BRIEF = Rewrite every line of the records below, swapping each occurrence of "camera-trap tally" for "wildlife survey" and leaving everything else unchanged.

DATA LISTING =
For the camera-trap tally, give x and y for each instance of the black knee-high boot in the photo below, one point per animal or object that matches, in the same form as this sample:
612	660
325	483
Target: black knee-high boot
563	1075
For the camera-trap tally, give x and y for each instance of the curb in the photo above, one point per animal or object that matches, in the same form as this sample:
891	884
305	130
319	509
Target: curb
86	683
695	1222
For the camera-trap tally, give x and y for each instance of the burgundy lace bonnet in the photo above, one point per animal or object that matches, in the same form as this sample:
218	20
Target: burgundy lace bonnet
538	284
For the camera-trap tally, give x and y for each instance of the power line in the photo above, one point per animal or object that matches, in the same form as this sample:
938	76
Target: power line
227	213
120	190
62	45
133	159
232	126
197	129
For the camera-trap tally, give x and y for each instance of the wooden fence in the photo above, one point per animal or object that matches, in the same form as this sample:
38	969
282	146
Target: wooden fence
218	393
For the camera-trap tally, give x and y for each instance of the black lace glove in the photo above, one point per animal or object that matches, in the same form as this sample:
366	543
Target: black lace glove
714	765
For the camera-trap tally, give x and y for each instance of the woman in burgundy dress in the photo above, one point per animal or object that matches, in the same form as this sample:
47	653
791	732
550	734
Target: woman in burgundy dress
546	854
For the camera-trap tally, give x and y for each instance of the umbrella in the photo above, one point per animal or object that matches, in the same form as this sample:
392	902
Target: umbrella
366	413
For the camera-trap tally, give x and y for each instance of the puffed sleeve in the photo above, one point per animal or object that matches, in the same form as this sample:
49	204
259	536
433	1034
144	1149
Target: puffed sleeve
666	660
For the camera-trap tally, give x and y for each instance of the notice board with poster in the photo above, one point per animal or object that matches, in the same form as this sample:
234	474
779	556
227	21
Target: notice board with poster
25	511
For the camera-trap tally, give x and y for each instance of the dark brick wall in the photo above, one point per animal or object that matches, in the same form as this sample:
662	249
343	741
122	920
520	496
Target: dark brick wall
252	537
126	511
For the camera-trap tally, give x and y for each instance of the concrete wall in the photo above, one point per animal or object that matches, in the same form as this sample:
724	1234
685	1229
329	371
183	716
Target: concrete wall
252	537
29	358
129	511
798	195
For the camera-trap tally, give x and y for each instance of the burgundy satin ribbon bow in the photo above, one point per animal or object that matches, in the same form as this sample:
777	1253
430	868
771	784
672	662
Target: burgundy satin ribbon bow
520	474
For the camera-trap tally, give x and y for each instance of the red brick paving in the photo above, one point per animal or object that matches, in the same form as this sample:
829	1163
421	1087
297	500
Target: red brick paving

ANSWER IN FULL =
For the wildlife survey, give x and y for each instance of the black knee-high boot in the photo below, one point per animal or object that matches, in the same form as this sample:
612	660
325	483
Target: black knee-high boot
563	1075
For the wildlife survey, give x and y for each instance of the curb in the photo above, one point per animal or object that matches, in the same form as this sample:
891	884
305	130
319	509
Target: curb
86	683
695	1222
For the wildlife survey, give x and y for each instance of the burgundy lace bonnet in the photo above, one point per animal or object that matches, in the same form as this sample:
218	20
Target: burgundy lace bonnet
538	284
For the wildlife survey, give x and y for each instance of the power line in the photo above, one point per animal or object that matches, in the same form as this sample:
938	76
Target: power line
227	213
120	190
62	45
133	159
232	126
197	129
For the wildlife survey, give x and y for each instance of the wooden fence in the photo above, one point per animal or object that matches, in the same form as this sample:
38	969
282	146
Target: wooden fence
218	393
For the wildlife survey, give x and y for each instance of the black lace glove in the photo above, one point per animal or object that matches, in the same form as this sample:
366	543
Target: black lace glove
714	765
For the wildlife survey, give x and y for each instance of the woman in burgundy dress in the photo above, one point per animal or object that matches, in the same form as this sample:
47	653
791	732
550	734
Target: woman in burgundy dress
546	854
For the wildlife survey, give x and y for each instance of the umbrella in the photo above, one point per animal or object that matches, in the same form as this sample:
392	902
Target: umbrella
366	413
For the wildlife survey, give x and y for each instance of the puffed sleeve in the photo above, one point per animal or object that matches, in the same form as this sample:
49	204
259	536
433	1034
144	1149
Target: puffed sleeve
666	660
For the wildlife survey, give x and y for each instance of the notice board with poster in the photo above, one point per animal or object that matches, in the same form as this sample:
234	474
779	556
227	21
Target: notice board with poster
25	511
For the wildlife survey, give x and y for each instance of the dark brick wall in the photo above, one point per animal or object that matches, in the same form as this sample:
662	249
343	741
122	920
520	496
Target: dark brick wall
252	537
126	511
For the wildlife survey, give x and y for each instance of the concrete wall in the photo above, one point per animal or object that matches, in the same form as this sample:
724	1234
685	1229
329	371
183	716
Target: concrete wall
252	537
29	358
129	511
798	195
For the wildlife survey, give x and y for each instance of the burgundy satin ribbon bow in the photo above, one point per animal or object that matches, in the same form as this sample:
777	1253
430	868
771	784
672	662
Target: burgundy satin ribbon bow
520	474
For the wildlife survey, give x and y for each instance of the red brick paving in the photo above, one point per animal or object that matches, in the same form as this sample:
829	1163
421	1087
297	500
Target: red brick paving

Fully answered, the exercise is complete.